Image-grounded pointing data
+ + + + +

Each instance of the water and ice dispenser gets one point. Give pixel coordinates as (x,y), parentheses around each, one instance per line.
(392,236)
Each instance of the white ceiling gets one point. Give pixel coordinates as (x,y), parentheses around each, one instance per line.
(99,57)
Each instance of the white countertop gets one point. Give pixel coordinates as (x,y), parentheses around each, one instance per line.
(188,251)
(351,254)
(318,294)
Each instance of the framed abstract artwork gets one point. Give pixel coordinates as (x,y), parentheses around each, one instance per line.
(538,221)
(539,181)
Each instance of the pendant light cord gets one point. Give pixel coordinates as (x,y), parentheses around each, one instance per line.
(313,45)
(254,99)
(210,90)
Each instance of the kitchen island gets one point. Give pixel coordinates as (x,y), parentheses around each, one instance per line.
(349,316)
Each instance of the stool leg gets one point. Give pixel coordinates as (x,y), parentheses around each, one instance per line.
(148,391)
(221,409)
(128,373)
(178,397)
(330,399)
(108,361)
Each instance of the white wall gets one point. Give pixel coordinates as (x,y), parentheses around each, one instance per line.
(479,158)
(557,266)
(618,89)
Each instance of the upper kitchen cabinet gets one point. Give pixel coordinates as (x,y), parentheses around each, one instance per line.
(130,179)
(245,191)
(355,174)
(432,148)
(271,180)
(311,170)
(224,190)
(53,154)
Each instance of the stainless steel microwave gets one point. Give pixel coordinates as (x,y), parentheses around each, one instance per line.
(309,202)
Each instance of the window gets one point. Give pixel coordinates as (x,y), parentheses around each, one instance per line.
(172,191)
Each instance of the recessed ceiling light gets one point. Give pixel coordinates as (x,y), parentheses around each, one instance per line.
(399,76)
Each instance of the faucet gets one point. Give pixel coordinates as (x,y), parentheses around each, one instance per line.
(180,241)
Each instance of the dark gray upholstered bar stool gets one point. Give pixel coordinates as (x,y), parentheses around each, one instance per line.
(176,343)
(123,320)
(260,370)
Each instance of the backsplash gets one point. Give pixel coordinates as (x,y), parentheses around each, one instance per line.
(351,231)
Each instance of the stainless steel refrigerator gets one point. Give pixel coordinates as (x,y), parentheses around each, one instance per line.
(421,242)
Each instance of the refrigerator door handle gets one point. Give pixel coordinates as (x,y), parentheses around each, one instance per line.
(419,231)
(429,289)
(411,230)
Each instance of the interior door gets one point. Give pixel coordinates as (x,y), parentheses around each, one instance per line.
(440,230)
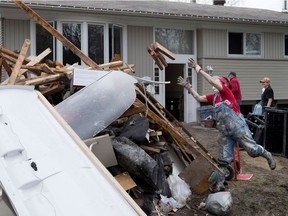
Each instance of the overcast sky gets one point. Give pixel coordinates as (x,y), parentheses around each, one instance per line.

+ + + + +

- Instructions to follow -
Output every record verbatim, skipping images.

- Answer -
Each instance of the water and ice dispenser gets one point. Give pixel coordinates as (x,y), parentheses around each, one instance per line.
(392,236)
Each instance of the white ceiling gets one point. Give pixel coordinates as (x,y), parentheses around each, one instance per line.
(99,57)
Each instance of the white countertop gets one point. Give pixel coordinates as (x,y), parentheses around each, one instance per line.
(188,251)
(351,254)
(318,294)
Each instance of the framed abstract artwork gets one point. Give pixel coordinates as (x,y), parentheses around each, one instance per line.
(538,221)
(539,181)
Each instance of the pendant light cord gets one point. Give pixel coordinates as (x,y), parentheses around each, one instance per line.
(313,45)
(254,99)
(210,90)
Each instance of the kitchen island gets one point. Give pixel coordinates as (x,y), parentheses around each, one instance per line.
(349,316)
Each instance of the stool leg gets one point. Give pixel coordinates as (x,y), parentheses around each, one instance per line.
(148,391)
(221,409)
(128,373)
(178,397)
(330,399)
(108,361)
Each instance of the white wall gets one point. Give pixel coordinates as (x,y), parentheses around each, one instance per line.
(479,158)
(557,266)
(618,89)
Each instance of the upper kitchen cabinet gets one point. Give pixel coordinates as (x,y), parentheses around each, one instance per line.
(130,179)
(245,191)
(355,174)
(432,148)
(271,180)
(311,170)
(224,190)
(53,154)
Each instance of the stainless steel microwave gets one point. Give pixel coordinates as (x,y), parentheses around each, one instance per line.
(309,202)
Each instance of the window gets one point. Give pixel coordinates as (x,y), parentheses around each, one instance per line.
(172,191)
Each instance of the recessed ceiling light gets one point. Give pixel coordinates as (x,y), parentheses around each, one instance per line.
(399,76)
Each instance of the faucet gets one point. Give pixel coordinates as (x,y), parentheses around each, one instance per line.
(180,241)
Each instance of the dark gray upholstered bar stool gets one point. Give pixel coordinates as (x,y), parentheses around each, one instance per line.
(176,343)
(123,320)
(260,370)
Each instance of the backsplash gets one point. Give pixel coordinates as (x,y), parentheses around each, one instance per line.
(351,231)
Each instance of the stainless steel refrigerator gets one point. Give pixel coordinates as (x,y), parentheses around each, one instance per line.
(421,242)
Each instance of the refrigerator door handle gets one point. Give pixel coordinates as (x,y), parentheses around each, one instance per line.
(419,231)
(429,289)
(411,230)
Each instance of the interior door gets one point. Give pixel coordinates as (x,y), parentheses around each, one instance per line.
(440,230)
Each instance of the overcast sky gets one point. Give pixel coordinates as (x,y), parentheses around each, one instance per line.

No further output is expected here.